> [BRIEF]: Count the lines in the records below that contain the word "metal". Give only the number.

> [ITEMS]:
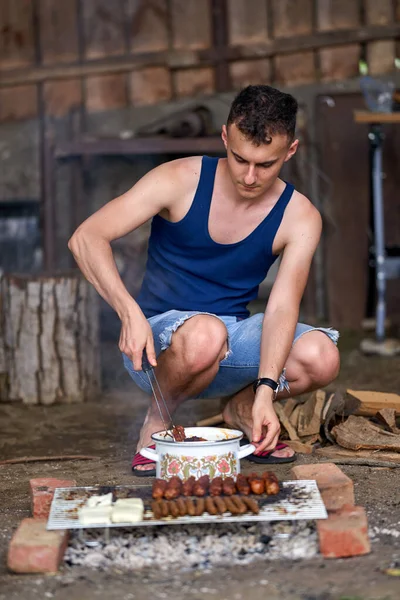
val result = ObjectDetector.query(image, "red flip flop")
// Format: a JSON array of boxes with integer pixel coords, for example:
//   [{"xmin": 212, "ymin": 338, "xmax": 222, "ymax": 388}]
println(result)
[
  {"xmin": 132, "ymin": 444, "xmax": 156, "ymax": 477},
  {"xmin": 240, "ymin": 439, "xmax": 297, "ymax": 465}
]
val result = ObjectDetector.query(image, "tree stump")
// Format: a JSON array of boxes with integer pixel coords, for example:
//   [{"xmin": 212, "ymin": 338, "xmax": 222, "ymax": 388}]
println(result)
[{"xmin": 0, "ymin": 271, "xmax": 100, "ymax": 405}]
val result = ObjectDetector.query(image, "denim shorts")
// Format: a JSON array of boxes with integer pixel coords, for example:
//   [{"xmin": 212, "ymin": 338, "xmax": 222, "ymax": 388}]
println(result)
[{"xmin": 122, "ymin": 310, "xmax": 339, "ymax": 398}]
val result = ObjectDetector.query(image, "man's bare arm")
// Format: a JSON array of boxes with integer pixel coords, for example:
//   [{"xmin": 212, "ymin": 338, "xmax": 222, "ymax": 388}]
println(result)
[
  {"xmin": 68, "ymin": 159, "xmax": 200, "ymax": 369},
  {"xmin": 253, "ymin": 199, "xmax": 321, "ymax": 452}
]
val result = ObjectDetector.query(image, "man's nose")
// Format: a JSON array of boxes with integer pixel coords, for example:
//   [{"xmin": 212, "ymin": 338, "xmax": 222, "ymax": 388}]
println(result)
[{"xmin": 244, "ymin": 165, "xmax": 256, "ymax": 185}]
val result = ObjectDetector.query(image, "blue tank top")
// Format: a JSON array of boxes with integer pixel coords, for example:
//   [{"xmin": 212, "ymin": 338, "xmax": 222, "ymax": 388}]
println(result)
[{"xmin": 137, "ymin": 156, "xmax": 294, "ymax": 318}]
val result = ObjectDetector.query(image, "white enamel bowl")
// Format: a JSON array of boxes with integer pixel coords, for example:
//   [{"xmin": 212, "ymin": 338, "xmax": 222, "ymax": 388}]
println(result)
[{"xmin": 140, "ymin": 427, "xmax": 255, "ymax": 479}]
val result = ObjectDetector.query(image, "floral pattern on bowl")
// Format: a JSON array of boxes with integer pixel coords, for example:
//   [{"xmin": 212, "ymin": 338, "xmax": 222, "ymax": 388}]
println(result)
[{"xmin": 160, "ymin": 452, "xmax": 237, "ymax": 479}]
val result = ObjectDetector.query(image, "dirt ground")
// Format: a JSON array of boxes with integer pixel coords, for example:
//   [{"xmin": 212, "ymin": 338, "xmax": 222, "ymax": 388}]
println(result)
[{"xmin": 0, "ymin": 337, "xmax": 400, "ymax": 600}]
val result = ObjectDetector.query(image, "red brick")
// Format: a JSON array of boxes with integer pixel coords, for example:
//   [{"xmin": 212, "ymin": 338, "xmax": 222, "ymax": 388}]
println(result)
[
  {"xmin": 317, "ymin": 505, "xmax": 371, "ymax": 558},
  {"xmin": 7, "ymin": 518, "xmax": 68, "ymax": 573},
  {"xmin": 29, "ymin": 477, "xmax": 76, "ymax": 519},
  {"xmin": 291, "ymin": 463, "xmax": 354, "ymax": 510}
]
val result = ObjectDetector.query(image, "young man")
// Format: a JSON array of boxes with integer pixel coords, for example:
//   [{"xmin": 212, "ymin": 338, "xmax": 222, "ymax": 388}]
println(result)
[{"xmin": 69, "ymin": 85, "xmax": 339, "ymax": 475}]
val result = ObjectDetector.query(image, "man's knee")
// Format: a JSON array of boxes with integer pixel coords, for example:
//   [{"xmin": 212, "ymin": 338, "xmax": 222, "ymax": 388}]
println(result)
[
  {"xmin": 294, "ymin": 331, "xmax": 340, "ymax": 386},
  {"xmin": 171, "ymin": 315, "xmax": 228, "ymax": 374}
]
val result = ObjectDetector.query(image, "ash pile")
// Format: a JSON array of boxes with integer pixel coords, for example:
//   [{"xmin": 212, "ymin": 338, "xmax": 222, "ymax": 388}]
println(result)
[{"xmin": 65, "ymin": 521, "xmax": 318, "ymax": 571}]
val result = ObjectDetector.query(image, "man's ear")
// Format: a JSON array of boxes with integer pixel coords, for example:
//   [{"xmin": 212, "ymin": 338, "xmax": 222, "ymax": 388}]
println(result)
[
  {"xmin": 285, "ymin": 140, "xmax": 299, "ymax": 162},
  {"xmin": 221, "ymin": 125, "xmax": 228, "ymax": 148}
]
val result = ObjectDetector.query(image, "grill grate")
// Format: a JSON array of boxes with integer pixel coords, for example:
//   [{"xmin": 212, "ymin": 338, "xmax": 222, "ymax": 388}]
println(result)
[{"xmin": 47, "ymin": 481, "xmax": 328, "ymax": 529}]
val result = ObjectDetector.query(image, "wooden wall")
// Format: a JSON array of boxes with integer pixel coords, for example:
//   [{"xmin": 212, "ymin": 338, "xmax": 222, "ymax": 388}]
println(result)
[{"xmin": 0, "ymin": 0, "xmax": 400, "ymax": 122}]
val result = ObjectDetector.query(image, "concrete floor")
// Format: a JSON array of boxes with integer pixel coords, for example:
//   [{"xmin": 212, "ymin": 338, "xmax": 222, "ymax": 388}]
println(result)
[{"xmin": 0, "ymin": 339, "xmax": 400, "ymax": 600}]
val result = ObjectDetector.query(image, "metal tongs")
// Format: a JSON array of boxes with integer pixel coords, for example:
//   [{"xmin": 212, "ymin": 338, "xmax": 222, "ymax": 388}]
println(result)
[{"xmin": 142, "ymin": 350, "xmax": 175, "ymax": 441}]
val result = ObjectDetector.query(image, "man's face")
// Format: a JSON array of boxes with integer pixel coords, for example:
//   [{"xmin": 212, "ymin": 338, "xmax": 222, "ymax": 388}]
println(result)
[{"xmin": 222, "ymin": 123, "xmax": 298, "ymax": 200}]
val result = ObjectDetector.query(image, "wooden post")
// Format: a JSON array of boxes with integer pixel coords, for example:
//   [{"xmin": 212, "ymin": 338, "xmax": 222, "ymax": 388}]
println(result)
[{"xmin": 0, "ymin": 271, "xmax": 100, "ymax": 404}]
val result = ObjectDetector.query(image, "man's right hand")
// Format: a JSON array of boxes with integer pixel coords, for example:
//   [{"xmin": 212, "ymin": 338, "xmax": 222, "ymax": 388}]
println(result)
[{"xmin": 119, "ymin": 312, "xmax": 157, "ymax": 371}]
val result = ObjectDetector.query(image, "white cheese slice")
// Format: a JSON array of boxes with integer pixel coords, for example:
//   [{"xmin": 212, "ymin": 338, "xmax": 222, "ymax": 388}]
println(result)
[
  {"xmin": 111, "ymin": 498, "xmax": 144, "ymax": 523},
  {"xmin": 78, "ymin": 506, "xmax": 112, "ymax": 525},
  {"xmin": 85, "ymin": 492, "xmax": 112, "ymax": 507}
]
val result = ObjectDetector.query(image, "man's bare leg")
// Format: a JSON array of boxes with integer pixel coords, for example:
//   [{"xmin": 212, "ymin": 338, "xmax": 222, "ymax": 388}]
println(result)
[
  {"xmin": 137, "ymin": 315, "xmax": 227, "ymax": 470},
  {"xmin": 223, "ymin": 331, "xmax": 340, "ymax": 458}
]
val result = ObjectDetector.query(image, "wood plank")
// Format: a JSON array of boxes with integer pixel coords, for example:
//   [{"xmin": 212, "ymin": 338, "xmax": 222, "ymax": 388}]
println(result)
[
  {"xmin": 0, "ymin": 23, "xmax": 400, "ymax": 87},
  {"xmin": 364, "ymin": 0, "xmax": 394, "ymax": 25},
  {"xmin": 171, "ymin": 0, "xmax": 212, "ymax": 50},
  {"xmin": 316, "ymin": 94, "xmax": 370, "ymax": 329},
  {"xmin": 85, "ymin": 75, "xmax": 128, "ymax": 112},
  {"xmin": 353, "ymin": 110, "xmax": 400, "ymax": 123},
  {"xmin": 0, "ymin": 0, "xmax": 35, "ymax": 69},
  {"xmin": 229, "ymin": 58, "xmax": 271, "ymax": 90},
  {"xmin": 346, "ymin": 389, "xmax": 400, "ymax": 416},
  {"xmin": 316, "ymin": 0, "xmax": 360, "ymax": 31},
  {"xmin": 44, "ymin": 79, "xmax": 82, "ymax": 117},
  {"xmin": 130, "ymin": 67, "xmax": 172, "ymax": 106},
  {"xmin": 0, "ymin": 85, "xmax": 38, "ymax": 123},
  {"xmin": 39, "ymin": 0, "xmax": 79, "ymax": 65},
  {"xmin": 272, "ymin": 0, "xmax": 313, "ymax": 37},
  {"xmin": 127, "ymin": 0, "xmax": 168, "ymax": 53},
  {"xmin": 228, "ymin": 0, "xmax": 268, "ymax": 44},
  {"xmin": 319, "ymin": 44, "xmax": 361, "ymax": 81},
  {"xmin": 367, "ymin": 40, "xmax": 396, "ymax": 75},
  {"xmin": 274, "ymin": 52, "xmax": 316, "ymax": 86},
  {"xmin": 174, "ymin": 68, "xmax": 215, "ymax": 98},
  {"xmin": 82, "ymin": 0, "xmax": 126, "ymax": 59}
]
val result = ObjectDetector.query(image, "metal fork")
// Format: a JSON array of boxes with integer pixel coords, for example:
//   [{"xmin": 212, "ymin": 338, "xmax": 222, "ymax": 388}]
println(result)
[{"xmin": 142, "ymin": 350, "xmax": 175, "ymax": 440}]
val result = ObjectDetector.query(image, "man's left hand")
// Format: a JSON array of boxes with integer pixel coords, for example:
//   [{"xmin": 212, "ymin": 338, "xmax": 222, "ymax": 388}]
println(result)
[{"xmin": 252, "ymin": 386, "xmax": 281, "ymax": 454}]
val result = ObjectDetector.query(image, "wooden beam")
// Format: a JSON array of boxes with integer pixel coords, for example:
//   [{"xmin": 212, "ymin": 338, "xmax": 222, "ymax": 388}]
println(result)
[{"xmin": 0, "ymin": 23, "xmax": 400, "ymax": 87}]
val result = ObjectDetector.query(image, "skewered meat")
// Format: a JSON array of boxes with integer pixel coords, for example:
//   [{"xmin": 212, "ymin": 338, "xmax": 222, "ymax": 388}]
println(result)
[
  {"xmin": 193, "ymin": 475, "xmax": 210, "ymax": 496},
  {"xmin": 248, "ymin": 473, "xmax": 265, "ymax": 494},
  {"xmin": 213, "ymin": 496, "xmax": 228, "ymax": 515},
  {"xmin": 164, "ymin": 477, "xmax": 182, "ymax": 500},
  {"xmin": 172, "ymin": 425, "xmax": 186, "ymax": 442},
  {"xmin": 206, "ymin": 496, "xmax": 218, "ymax": 515},
  {"xmin": 175, "ymin": 498, "xmax": 187, "ymax": 517},
  {"xmin": 236, "ymin": 473, "xmax": 250, "ymax": 496},
  {"xmin": 152, "ymin": 479, "xmax": 168, "ymax": 500},
  {"xmin": 263, "ymin": 471, "xmax": 279, "ymax": 496},
  {"xmin": 195, "ymin": 498, "xmax": 206, "ymax": 517},
  {"xmin": 222, "ymin": 477, "xmax": 236, "ymax": 496},
  {"xmin": 210, "ymin": 477, "xmax": 222, "ymax": 496},
  {"xmin": 168, "ymin": 500, "xmax": 179, "ymax": 519},
  {"xmin": 186, "ymin": 498, "xmax": 196, "ymax": 517},
  {"xmin": 242, "ymin": 496, "xmax": 260, "ymax": 515},
  {"xmin": 182, "ymin": 475, "xmax": 196, "ymax": 496},
  {"xmin": 224, "ymin": 496, "xmax": 239, "ymax": 515}
]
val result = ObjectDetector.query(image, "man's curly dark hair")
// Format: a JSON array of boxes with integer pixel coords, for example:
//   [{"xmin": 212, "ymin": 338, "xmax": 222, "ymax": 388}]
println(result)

> [EXERCISE RESULT]: 2